## TASK REQUIREMENTS
Could you pull out only the lines starting with the one containing "of the steel" and going on through the one containing "x=299 y=197", both included, and reproduce them word for word?

## DATA RECORDS
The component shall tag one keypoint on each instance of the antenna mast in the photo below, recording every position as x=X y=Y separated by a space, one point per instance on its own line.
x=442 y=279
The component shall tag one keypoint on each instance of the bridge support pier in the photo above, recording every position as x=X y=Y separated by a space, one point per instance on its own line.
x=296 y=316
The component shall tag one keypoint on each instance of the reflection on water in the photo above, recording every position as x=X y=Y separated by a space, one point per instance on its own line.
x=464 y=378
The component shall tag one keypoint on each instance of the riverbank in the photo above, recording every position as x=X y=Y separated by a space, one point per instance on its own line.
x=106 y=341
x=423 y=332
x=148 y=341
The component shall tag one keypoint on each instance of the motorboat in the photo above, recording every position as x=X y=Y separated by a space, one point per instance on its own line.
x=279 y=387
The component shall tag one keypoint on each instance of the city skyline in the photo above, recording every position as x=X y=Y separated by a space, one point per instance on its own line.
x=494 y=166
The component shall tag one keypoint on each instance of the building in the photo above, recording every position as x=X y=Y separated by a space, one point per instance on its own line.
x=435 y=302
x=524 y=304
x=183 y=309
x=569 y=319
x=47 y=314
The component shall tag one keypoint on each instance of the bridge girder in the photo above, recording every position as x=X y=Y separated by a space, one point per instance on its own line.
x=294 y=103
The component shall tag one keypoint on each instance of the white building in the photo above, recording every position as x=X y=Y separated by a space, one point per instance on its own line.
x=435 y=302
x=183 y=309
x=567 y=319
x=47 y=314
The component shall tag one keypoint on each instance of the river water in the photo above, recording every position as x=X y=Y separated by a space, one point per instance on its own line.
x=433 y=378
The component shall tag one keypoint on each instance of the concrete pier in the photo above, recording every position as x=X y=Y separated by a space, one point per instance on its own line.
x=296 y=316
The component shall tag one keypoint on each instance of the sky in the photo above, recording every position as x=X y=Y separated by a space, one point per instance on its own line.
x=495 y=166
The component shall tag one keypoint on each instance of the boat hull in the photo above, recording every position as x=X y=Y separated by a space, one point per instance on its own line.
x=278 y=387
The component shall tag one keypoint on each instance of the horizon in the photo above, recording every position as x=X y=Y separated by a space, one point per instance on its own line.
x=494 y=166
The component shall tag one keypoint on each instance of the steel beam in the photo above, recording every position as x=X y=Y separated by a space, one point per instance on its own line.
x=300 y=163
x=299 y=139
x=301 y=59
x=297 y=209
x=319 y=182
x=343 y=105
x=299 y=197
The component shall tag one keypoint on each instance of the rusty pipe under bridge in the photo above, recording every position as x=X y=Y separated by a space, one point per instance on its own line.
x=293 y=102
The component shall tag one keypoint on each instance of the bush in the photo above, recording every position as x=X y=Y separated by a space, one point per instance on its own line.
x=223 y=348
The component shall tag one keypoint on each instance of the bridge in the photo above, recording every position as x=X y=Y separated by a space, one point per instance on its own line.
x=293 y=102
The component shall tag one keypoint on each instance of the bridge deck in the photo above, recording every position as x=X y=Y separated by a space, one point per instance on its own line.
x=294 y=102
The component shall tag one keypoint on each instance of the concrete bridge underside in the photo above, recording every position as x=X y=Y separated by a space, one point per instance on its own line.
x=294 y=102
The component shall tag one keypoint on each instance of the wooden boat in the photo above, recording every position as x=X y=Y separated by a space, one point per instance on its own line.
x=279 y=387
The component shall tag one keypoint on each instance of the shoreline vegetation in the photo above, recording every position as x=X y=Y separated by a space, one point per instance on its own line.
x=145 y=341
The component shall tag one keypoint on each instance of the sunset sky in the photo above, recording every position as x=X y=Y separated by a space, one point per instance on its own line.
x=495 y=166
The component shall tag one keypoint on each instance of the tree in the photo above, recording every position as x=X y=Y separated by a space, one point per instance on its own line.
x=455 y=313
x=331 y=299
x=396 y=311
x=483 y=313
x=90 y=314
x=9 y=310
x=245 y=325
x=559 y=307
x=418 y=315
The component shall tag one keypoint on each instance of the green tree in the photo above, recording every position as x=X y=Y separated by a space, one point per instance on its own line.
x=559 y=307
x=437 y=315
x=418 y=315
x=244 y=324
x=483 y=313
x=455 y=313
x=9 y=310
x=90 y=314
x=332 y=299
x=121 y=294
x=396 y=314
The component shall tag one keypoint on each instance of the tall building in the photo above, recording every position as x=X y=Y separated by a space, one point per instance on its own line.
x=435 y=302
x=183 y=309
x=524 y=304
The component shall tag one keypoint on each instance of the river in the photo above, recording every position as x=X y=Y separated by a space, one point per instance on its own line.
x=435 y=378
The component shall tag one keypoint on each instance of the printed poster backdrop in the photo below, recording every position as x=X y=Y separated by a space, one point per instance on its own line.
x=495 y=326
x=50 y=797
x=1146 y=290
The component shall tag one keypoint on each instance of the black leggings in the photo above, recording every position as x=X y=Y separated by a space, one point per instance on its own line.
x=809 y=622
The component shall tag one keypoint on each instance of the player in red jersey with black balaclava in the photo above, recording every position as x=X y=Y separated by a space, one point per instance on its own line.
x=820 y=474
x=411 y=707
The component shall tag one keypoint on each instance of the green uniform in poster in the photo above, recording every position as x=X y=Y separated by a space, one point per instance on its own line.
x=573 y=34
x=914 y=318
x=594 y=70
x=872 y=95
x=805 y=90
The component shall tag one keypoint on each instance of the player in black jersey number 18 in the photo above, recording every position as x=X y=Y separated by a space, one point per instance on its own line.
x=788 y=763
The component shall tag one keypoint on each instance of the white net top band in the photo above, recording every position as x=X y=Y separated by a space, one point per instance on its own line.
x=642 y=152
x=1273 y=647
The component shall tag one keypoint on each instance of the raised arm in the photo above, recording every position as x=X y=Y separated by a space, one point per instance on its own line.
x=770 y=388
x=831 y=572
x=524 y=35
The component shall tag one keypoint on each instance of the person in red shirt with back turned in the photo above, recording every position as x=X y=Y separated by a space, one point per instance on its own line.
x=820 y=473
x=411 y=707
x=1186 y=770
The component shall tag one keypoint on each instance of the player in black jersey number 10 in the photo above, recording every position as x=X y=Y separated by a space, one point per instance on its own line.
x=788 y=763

## TASK SOLUTION
The component shall tag one keypoint on each instance of the steel beam in the photo above, recording every position as x=X y=Y separated by a space, one point per instance on its own line.
x=300 y=163
x=299 y=139
x=301 y=59
x=297 y=209
x=319 y=182
x=343 y=105
x=299 y=197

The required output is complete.